[Object point labels]

+---+

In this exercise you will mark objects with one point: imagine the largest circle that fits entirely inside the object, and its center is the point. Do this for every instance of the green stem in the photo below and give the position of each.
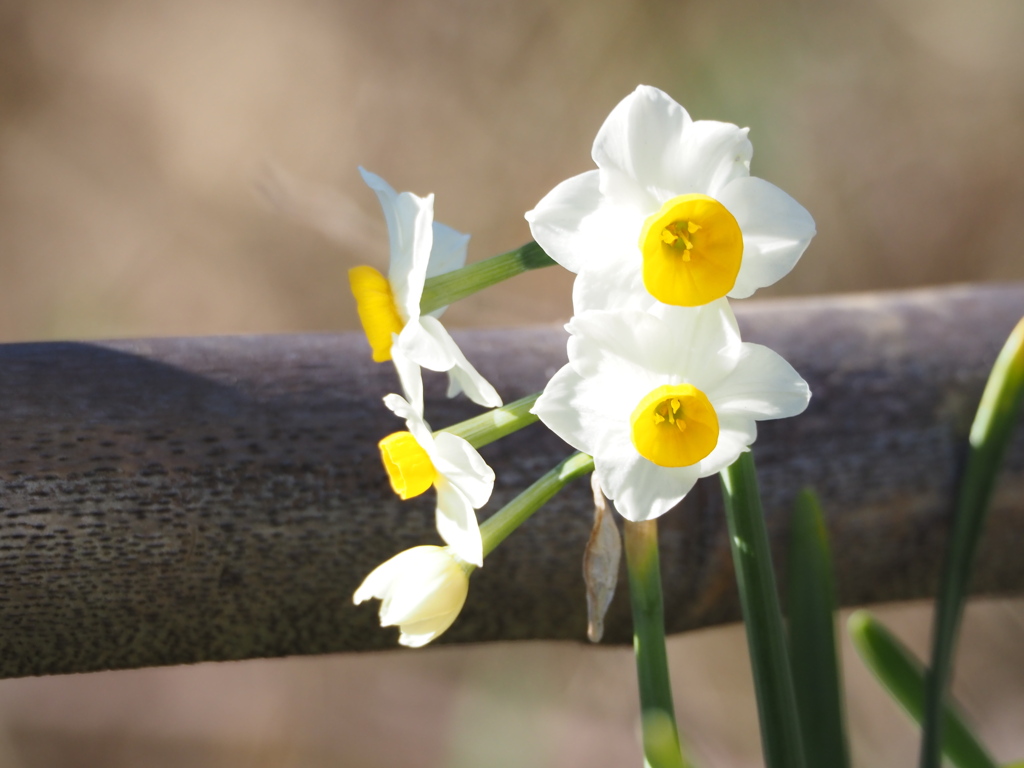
(660, 736)
(497, 527)
(993, 424)
(810, 611)
(780, 736)
(903, 676)
(449, 288)
(488, 427)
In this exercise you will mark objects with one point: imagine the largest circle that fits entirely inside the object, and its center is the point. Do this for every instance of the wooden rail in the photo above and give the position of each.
(184, 500)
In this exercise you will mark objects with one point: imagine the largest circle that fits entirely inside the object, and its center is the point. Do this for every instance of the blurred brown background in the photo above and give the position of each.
(175, 167)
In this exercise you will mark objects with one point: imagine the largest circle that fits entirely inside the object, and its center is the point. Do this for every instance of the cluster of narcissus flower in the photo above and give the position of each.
(659, 389)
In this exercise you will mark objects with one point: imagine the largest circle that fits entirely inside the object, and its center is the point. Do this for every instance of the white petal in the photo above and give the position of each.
(409, 375)
(415, 422)
(409, 219)
(704, 344)
(762, 386)
(464, 468)
(457, 522)
(616, 286)
(735, 434)
(449, 252)
(627, 344)
(642, 138)
(462, 376)
(580, 227)
(714, 154)
(565, 412)
(776, 231)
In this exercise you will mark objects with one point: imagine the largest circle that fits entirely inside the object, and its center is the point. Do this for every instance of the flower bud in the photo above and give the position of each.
(421, 591)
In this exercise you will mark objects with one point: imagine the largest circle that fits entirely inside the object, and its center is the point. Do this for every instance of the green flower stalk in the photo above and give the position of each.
(660, 736)
(497, 527)
(495, 424)
(445, 289)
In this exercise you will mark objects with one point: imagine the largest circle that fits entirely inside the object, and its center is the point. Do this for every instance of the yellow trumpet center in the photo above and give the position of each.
(409, 467)
(378, 312)
(675, 426)
(692, 249)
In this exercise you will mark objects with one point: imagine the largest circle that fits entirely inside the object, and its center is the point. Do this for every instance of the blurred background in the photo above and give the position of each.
(175, 167)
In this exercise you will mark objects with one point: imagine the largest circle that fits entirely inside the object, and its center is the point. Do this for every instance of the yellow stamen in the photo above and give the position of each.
(377, 309)
(409, 467)
(692, 249)
(675, 426)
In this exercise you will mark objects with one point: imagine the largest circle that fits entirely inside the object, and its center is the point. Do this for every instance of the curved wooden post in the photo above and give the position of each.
(185, 500)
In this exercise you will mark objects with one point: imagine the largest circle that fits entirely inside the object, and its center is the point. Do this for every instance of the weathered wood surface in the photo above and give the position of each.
(184, 500)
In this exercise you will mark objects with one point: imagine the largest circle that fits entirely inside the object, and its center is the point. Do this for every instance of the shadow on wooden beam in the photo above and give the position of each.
(185, 500)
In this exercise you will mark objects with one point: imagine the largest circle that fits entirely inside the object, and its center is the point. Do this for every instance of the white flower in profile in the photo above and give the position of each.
(421, 591)
(671, 214)
(389, 307)
(417, 459)
(663, 398)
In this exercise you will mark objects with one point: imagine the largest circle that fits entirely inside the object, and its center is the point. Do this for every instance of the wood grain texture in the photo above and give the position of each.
(183, 500)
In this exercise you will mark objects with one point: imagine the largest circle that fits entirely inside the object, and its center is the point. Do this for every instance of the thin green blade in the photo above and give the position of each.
(811, 610)
(780, 736)
(992, 428)
(903, 676)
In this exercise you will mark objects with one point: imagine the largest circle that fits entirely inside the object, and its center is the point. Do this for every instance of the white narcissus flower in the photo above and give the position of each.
(672, 213)
(417, 459)
(421, 591)
(663, 398)
(389, 307)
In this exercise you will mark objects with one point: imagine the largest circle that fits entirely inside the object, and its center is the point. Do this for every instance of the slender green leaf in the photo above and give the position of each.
(811, 610)
(993, 425)
(660, 737)
(903, 676)
(780, 736)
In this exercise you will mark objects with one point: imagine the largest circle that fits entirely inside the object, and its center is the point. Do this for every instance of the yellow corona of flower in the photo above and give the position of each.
(672, 213)
(417, 460)
(421, 591)
(389, 307)
(663, 397)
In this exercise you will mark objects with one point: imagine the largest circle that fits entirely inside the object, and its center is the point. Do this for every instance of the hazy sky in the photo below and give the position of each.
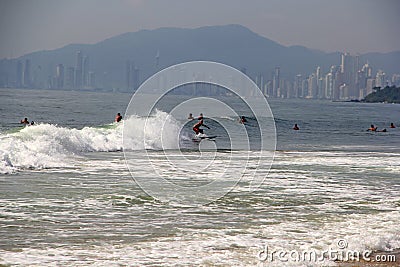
(356, 26)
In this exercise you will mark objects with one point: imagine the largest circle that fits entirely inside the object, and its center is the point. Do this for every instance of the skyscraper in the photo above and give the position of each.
(59, 76)
(78, 70)
(85, 71)
(27, 74)
(19, 80)
(276, 82)
(298, 92)
(70, 78)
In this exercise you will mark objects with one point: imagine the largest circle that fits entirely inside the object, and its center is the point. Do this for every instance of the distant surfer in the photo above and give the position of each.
(196, 127)
(118, 117)
(373, 128)
(25, 121)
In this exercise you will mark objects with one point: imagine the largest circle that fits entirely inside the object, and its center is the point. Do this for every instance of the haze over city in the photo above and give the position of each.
(358, 26)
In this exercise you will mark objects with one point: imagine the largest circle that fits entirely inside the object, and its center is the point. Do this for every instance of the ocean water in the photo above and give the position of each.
(67, 197)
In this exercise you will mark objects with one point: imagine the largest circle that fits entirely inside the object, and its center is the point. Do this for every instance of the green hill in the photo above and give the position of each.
(387, 94)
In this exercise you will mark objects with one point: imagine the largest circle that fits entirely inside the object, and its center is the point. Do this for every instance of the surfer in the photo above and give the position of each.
(118, 117)
(196, 127)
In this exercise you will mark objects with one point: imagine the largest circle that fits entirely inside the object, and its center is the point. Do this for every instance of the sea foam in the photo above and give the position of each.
(49, 146)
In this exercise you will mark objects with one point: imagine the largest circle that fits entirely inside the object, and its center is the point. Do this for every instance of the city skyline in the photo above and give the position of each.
(355, 26)
(352, 79)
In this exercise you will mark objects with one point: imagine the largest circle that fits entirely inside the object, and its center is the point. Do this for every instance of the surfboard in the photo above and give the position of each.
(199, 138)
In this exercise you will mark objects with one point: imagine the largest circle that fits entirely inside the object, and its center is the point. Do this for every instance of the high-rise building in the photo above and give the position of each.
(298, 92)
(92, 79)
(27, 74)
(19, 80)
(380, 79)
(346, 68)
(370, 86)
(85, 71)
(396, 79)
(276, 82)
(328, 85)
(59, 76)
(70, 78)
(78, 70)
(312, 86)
(128, 71)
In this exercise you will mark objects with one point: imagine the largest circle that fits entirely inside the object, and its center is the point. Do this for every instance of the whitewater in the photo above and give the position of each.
(67, 197)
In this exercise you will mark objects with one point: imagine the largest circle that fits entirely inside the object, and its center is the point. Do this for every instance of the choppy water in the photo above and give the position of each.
(67, 197)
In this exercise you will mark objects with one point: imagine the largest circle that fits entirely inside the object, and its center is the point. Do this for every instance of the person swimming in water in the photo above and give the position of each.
(196, 127)
(118, 117)
(372, 128)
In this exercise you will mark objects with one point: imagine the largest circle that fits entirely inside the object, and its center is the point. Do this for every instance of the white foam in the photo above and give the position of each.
(48, 146)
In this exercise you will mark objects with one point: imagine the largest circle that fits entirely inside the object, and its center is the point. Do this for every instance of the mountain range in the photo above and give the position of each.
(234, 45)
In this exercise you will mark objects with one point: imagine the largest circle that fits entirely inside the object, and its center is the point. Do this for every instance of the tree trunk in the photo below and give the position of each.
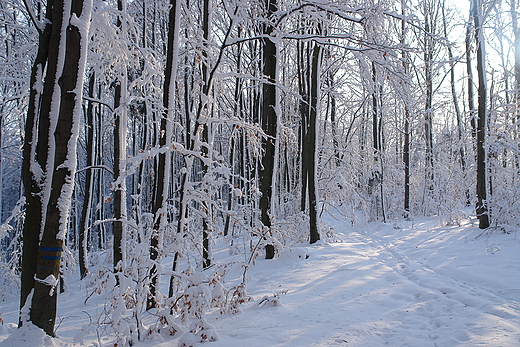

+---+

__What to produce__: Transcribe every line in the entries above, taking out only the images.

__Expected answer__:
In this exercise you will mark objects with one point: imagine the largest circle that fits entirely inside the object, and its center is the point. Do this for every instance of the green stem in the photo below and give the position of each.
(660, 736)
(497, 527)
(993, 424)
(810, 611)
(780, 736)
(903, 676)
(449, 288)
(488, 427)
In this exercise you will mark objects with one point: imagine the largest circle that fits entirely inside the object, and its center is the point. Do this for every instance of the wooden rail in the photo above and give the position of each.
(184, 500)
In this exercise you will mark objects with one point: imagine the largest circle that fits entirely inside the object, and its center is the point. Do this for every instance of the blurred brown background in the photo above and give the position of each.
(175, 167)
In this exercise you will mark objects with one point: imagine the largest circle that fits entirely inside the object, and its center is the point. Do this for every instance of the cluster of narcissus flower in the photo above and give the position of each.
(659, 389)
In this exercise you will mark objects with one point: imagine the largest circle that fits entirely inside the object, and its center is the point. Do this for every instance of the white petal in the photo above and give the position of each.
(409, 375)
(415, 422)
(409, 219)
(704, 344)
(762, 386)
(464, 468)
(457, 522)
(616, 286)
(735, 434)
(449, 252)
(627, 344)
(642, 138)
(462, 376)
(580, 227)
(714, 154)
(565, 412)
(776, 231)
In this exercise you will mark objects with one point: imagine the largest circle that fits entirely inside the object, and its center is the point. Do this for every instance of the flower bud in the photo above and give the position of each.
(421, 591)
In this exercise you will mark objects with one point: imagine the largest circle that fits entirely inside the object, and its center is the point. Do this for every instance of the green flower stalk in the photo above and give the position of each.
(660, 736)
(497, 527)
(495, 424)
(445, 289)
In this exercise you will mark objects with one point: imagine the largest circle that fits entirely inside the object, and its center is the point. Do this for every instance of the yellow trumpet center in the photo above and give the position of each.
(409, 467)
(378, 312)
(675, 426)
(692, 249)
In this exercise you will mark objects with one point: imagine the largest circle that fits entirely inside the object, and its center is the point. Do this for every instance of the blurred background in the photo above and give the position of each.
(175, 167)
In this exercise you will mark objects with one point: imagine the largest circle that fits entirely inside the object, and its center is the point. Do this for every instance of the yellow stamen in the photo above and give the position of each.
(377, 309)
(409, 467)
(692, 249)
(675, 426)
In this exercise you will mark objects with one point: imagine the largest circle that fits entirely inside the object, and its center is the point. Do this for every instance of the curved wooden post in the photo above and give the position of each.
(185, 500)
In this exercise you will mark objects with one point: imagine the largest circle that fits entirely inside the object, and its center is the point. Do this for every instance of the weathered wood surface in the photo above and give the position of each.
(184, 500)
In this exercise you will mark objects with one point: imagine the largest circle that fits entirely inside the object, and its center is the point. Do this for every instance of the shadow on wooden beam in the photo above and give the position of each.
(185, 500)
In this exercise you will mark objects with one point: imagine the largest circle that fits entirely inside the object, and its center is the point. Do this for every instance of the white flower in profile in the photo above and give the position of each.
(421, 591)
(671, 214)
(389, 307)
(417, 459)
(663, 398)
In this exercise you will mark objects with one point: imagine the largest circle that fits entirely inside the object, and its center is the point. Do this for every instance of the wood grain texture in the photo above and give the position of each.
(183, 500)
In this exercise you will mark objects with one point: imagine the largest circle that fits entirely inside the object, and its center is the point. Do this for every instance of the thin green blade in the photo above and give the position of each.
(811, 610)
(780, 736)
(992, 428)
(903, 676)
In this exercise you will mark objects with one point: imagine the largest circle that fits entirely inside the object, and its center is the point. Do this for every instance of the white narcissus flower in the photo above and give the position of each.
(672, 213)
(417, 459)
(421, 591)
(663, 398)
(389, 307)
In this exercise you will mark objects with one point: imagine the largest circle that fits entirely inside the object, and its center is the point. Do this for every instance of the slender green leaf in the photo above and give the position of each.
(811, 610)
(993, 425)
(660, 737)
(903, 676)
(780, 736)
In this exercise you will mark objects with one point: imagine the largest circle that fits entirely inside the object, and its center is the point. Do this for every instance of the yellow corona of flower in the photo above and give the position of each.
(672, 213)
(417, 460)
(421, 591)
(389, 307)
(663, 397)
In this exercise you will mark objects with one point: imagine the largest circle that fits entirely inside the object, and its center is the point. Do this for every instance of the hazy sky in the photo below and give the position of each.
(356, 26)
In this exercise you will mark objects with one point: imagine the largest circle that fits entirely inside the object, and its center is the point. Do this for every instance of the skyscraper in the photo above and give the position of each.
(59, 76)
(78, 70)
(85, 71)
(27, 74)
(19, 80)
(276, 82)
(298, 92)
(70, 78)
In this exercise you will mark objects with one point: imagine the largest circle that fits entirely inside the object, and its center is the point. Do this for every instance of the distant surfer in the photo above and give the position of each.
(196, 127)
(118, 117)
(373, 128)
(25, 121)
In this exercise you will mark objects with one point: imagine the largest circle that fits entirely inside the object, and its center is the point. Do this for every instance of the haze over city in the photo above and give the position of each.
(358, 26)
In this exercise you will mark objects with one point: imagine the largest circle that fits entirely inside the object, and its center is the point. Do this for every instance of the ocean water in the photo above and give the position of each.
(67, 197)
In this exercise you will mark objects with one point: imagine the largest circle that fits entirely inside the object, and its center is the point. Do this for every instance of the green hill in the photo above and give the position of each.
(387, 94)
In this exercise you will mark objects with one point: imagine the largest circle that fits entirely inside the object, and its center is the point. Do this for every instance of the surfer in the photo above and give the position of each.
(118, 117)
(196, 127)
In this exercise you will mark objects with one point: imagine the largest circle that fits entirely inside the object, and its center is the point. Do this for every instance of the sea foam in the photo above and give the position of each.
(49, 146)
In this exercise you will mark objects with one point: imagine the largest circle that fits entirely inside the object, and its center is the point. Do this for every instance of the city skyline in the photo above and give the position of each.
(355, 26)
(352, 79)
In this exercise you will mark objects with one point: imagine the largest circle that fits entirely inside the object, and its center is the point. Do this for every instance of the surfboard in the photo above and give the position of each.
(199, 138)
In this exercise you will mark objects with one point: imagine the largest circle that fits entirely inside the object, and its center is the point. Do this for every instance of the high-rise building in the photo above and give the position of each.
(298, 92)
(92, 79)
(27, 74)
(19, 80)
(380, 79)
(346, 68)
(370, 86)
(85, 71)
(396, 79)
(276, 82)
(328, 85)
(59, 76)
(70, 78)
(78, 70)
(312, 86)
(128, 71)
In this exercise you will mark objects with one point: imagine the largest circle that fits entirely inside the object, and its center is the point. Do this for every instance of the whitewater in the photo above and give the position of each.
(67, 197)
In this exercise you will mark objects with one point: imagine the largest circle that fits entirely inside the object, and its center is the point. Do this for every instance of the choppy water in the photo above and give the position of each.
(67, 197)
In this exercise you will mark objects with one point: imagine the largest circle that fits entirely inside the object, and its center is the point. Do this for every instance of the person swimming in water in the photo above and give the position of each.
(196, 127)
(118, 117)
(372, 128)
In this exercise you will mark objects with one point: imagine the largest circle that fits entirely inside the object, and its center is the point. Do this for every instance of the white foam in the photo above and give the position of each.
(48, 146)
In this exercise you will mark objects with one point: imagine the largest circle that fits entirely inside the object, and its center is the point. Do this for every instance of the mountain range in the photo above and give the position of each.
(234, 45)
In this exercise you will mark objects with one point: imagine the largest circle that fits entirely inside the object, and its center is the point. Do this for every instance of the tree trunk in the photo below and give the position of each.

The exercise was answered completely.